:: ROWS ::

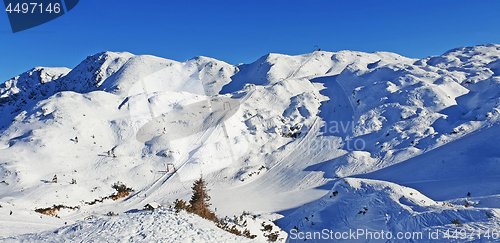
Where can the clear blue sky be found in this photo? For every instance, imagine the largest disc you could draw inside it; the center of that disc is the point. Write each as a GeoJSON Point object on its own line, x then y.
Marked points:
{"type": "Point", "coordinates": [242, 31]}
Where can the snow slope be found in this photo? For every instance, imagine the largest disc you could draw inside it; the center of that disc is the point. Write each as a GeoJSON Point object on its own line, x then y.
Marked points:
{"type": "Point", "coordinates": [275, 137]}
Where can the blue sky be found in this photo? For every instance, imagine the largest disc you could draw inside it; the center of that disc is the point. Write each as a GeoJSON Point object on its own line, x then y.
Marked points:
{"type": "Point", "coordinates": [243, 31]}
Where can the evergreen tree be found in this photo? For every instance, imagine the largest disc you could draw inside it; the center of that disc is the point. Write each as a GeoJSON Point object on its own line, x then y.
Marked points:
{"type": "Point", "coordinates": [200, 201]}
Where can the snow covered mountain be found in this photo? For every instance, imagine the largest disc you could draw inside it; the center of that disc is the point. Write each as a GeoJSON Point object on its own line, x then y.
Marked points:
{"type": "Point", "coordinates": [339, 141]}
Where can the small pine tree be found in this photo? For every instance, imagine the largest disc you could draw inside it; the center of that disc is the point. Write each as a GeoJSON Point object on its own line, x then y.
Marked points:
{"type": "Point", "coordinates": [199, 203]}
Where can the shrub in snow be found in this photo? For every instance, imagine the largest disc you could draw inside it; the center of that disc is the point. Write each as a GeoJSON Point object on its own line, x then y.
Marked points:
{"type": "Point", "coordinates": [199, 203]}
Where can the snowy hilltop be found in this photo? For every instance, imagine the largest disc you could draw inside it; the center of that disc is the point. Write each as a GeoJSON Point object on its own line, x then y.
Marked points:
{"type": "Point", "coordinates": [338, 141]}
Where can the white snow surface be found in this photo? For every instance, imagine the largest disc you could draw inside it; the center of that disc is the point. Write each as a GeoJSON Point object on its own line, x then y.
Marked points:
{"type": "Point", "coordinates": [406, 139]}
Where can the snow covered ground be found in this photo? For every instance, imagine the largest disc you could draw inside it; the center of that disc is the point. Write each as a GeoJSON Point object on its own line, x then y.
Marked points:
{"type": "Point", "coordinates": [339, 141]}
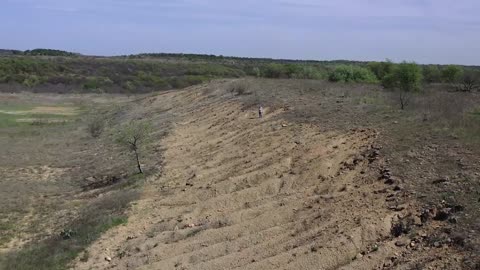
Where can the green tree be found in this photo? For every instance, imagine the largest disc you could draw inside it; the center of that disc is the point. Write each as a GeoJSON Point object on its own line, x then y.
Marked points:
{"type": "Point", "coordinates": [406, 78]}
{"type": "Point", "coordinates": [431, 74]}
{"type": "Point", "coordinates": [451, 73]}
{"type": "Point", "coordinates": [274, 71]}
{"type": "Point", "coordinates": [133, 137]}
{"type": "Point", "coordinates": [381, 69]}
{"type": "Point", "coordinates": [344, 73]}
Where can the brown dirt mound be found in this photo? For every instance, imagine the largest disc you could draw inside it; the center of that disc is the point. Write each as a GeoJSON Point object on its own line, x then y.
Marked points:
{"type": "Point", "coordinates": [241, 192]}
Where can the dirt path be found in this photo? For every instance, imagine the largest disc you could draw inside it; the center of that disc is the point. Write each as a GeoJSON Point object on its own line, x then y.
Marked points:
{"type": "Point", "coordinates": [238, 192]}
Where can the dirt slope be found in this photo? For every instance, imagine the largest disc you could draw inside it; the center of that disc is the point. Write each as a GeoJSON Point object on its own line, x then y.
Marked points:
{"type": "Point", "coordinates": [238, 192]}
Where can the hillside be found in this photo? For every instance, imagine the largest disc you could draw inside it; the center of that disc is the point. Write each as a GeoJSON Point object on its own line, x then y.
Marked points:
{"type": "Point", "coordinates": [333, 177]}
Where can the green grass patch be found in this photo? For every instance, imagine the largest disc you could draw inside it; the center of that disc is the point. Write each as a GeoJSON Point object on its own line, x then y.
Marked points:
{"type": "Point", "coordinates": [56, 252]}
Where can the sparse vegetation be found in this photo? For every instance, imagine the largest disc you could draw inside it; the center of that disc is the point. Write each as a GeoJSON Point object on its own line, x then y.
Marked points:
{"type": "Point", "coordinates": [133, 137]}
{"type": "Point", "coordinates": [406, 78]}
{"type": "Point", "coordinates": [352, 74]}
{"type": "Point", "coordinates": [96, 126]}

:: WORK REQUIRED ::
Go through the entries above and print each one exactly, minus the pictures.

:: RESULT ::
Where can the clear blue sky be found in this photo? For every instance, imagine the largest disc you could draw inside it; the center of that disc is the point. Write each as a GeoJSON Point object on its own line, x then y.
Marked points:
{"type": "Point", "coordinates": [242, 31]}
Where can the snow slope be found in this photo? For every instance, imagine the largest disc you could draw inside it; the center of that disc is the point. Write each as a GeoJSON Point object on its own line, x then y.
Marked points:
{"type": "Point", "coordinates": [275, 137]}
Where can the blue sky be found in this photo? For every instance, imagine the largest disc you could draw inside it; the center of that disc is the point. Write each as a GeoJSON Point object on its own line, x then y.
Marked points:
{"type": "Point", "coordinates": [243, 31]}
Where can the evergreen tree be found in this photo? For every instance, imagine the largest disc you could draw inside it; the center of that disc is the point. Write each as a GeoJSON Point object on its own line, x then y.
Marked points:
{"type": "Point", "coordinates": [200, 201]}
Where can the snow covered mountain be found in this photo? For every instance, imagine the largest disc you could draw inside it; the center of that disc is the point. Write each as a GeoJSON Point object on its own line, x then y.
Marked points:
{"type": "Point", "coordinates": [339, 141]}
Where can the small pine tree be found in this photo? For every instance, imagine the largest disc you could draw inside it; the center of that disc is the point. Write each as a GeoJSON Point object on its own line, x then y.
Marked points:
{"type": "Point", "coordinates": [199, 203]}
Where can the shrub in snow be found in this photo? For every instance, imagine the largest disc you could draw inside it; the center of that disc is the point. Write each as a GeoJSON Point object on its own line, x then y.
Marked points:
{"type": "Point", "coordinates": [199, 203]}
Where can the snowy hilltop be found in this photo? For every instance, imagine the largest disc you could draw inside it; the center of that disc is the point. Write each as a GeoJSON Point object on its own line, x then y.
Marked points:
{"type": "Point", "coordinates": [338, 141]}
Where can the white snow surface be found in this photo? For every instance, imagine the largest disc you could draw inside it; the center of that disc is the point. Write each as a GeoJSON Point object on its own line, x then y.
Marked points:
{"type": "Point", "coordinates": [406, 139]}
Where can the snow covered ground be found in this photo? For every instance, imagine the largest disc you could draw inside it; the center of that disc is the point. Write each as a GeoJSON Point object on its own line, x then y.
Marked points:
{"type": "Point", "coordinates": [339, 141]}
Where can the green tree be found in this photo? For every instance, imagine the largest disc you could draw inside it; the center of that disc is the point. Write each as a GeoJSON Point object on its own line, x then y.
Marked points:
{"type": "Point", "coordinates": [406, 78]}
{"type": "Point", "coordinates": [431, 74]}
{"type": "Point", "coordinates": [451, 73]}
{"type": "Point", "coordinates": [274, 71]}
{"type": "Point", "coordinates": [133, 137]}
{"type": "Point", "coordinates": [381, 69]}
{"type": "Point", "coordinates": [344, 73]}
Where can the brown dirt mound be found in this photo? For every instance, imagine the largest disc you could draw inside it; the center of that disc is the point. Write each as a GeoJSON Point object on its own line, x then y.
Marked points:
{"type": "Point", "coordinates": [241, 192]}
Where can the dirt path be found in this photo? For every instance, imagine the largest disc you could draw inside it; the center of that disc is the point. Write each as a GeoJSON Point object on its own line, x then y.
Marked points:
{"type": "Point", "coordinates": [238, 192]}
Where can the dirt slope be found in this photo? For every instance, imagine the largest disc you could draw inside it; the center of that disc is the point. Write each as a GeoJSON Point object on its own line, x then y.
Marked points:
{"type": "Point", "coordinates": [238, 192]}
Where can the hillside be found in this photo? For every instance, imagine the largest disc you could draw inside it; the center of that disc is the point. Write each as a GeoJSON Point object on its own line, x then y.
Marked points:
{"type": "Point", "coordinates": [333, 177]}
Where can the green grass patch be found in this photo? For every instance, imagine the largest disc you could draw inside it; the center of that disc is the point. Write each as a GeoJSON Point object on its own line, x then y.
Marked points:
{"type": "Point", "coordinates": [56, 252]}
Where can the sparse vegetation be found in this photo? For every instance, imagine the largest disc you could draw inside it; the center of that disc is the point. Write each as a GeoJSON Point object on its own line, x then y.
Marked points:
{"type": "Point", "coordinates": [133, 137]}
{"type": "Point", "coordinates": [406, 78]}
{"type": "Point", "coordinates": [352, 74]}
{"type": "Point", "coordinates": [96, 126]}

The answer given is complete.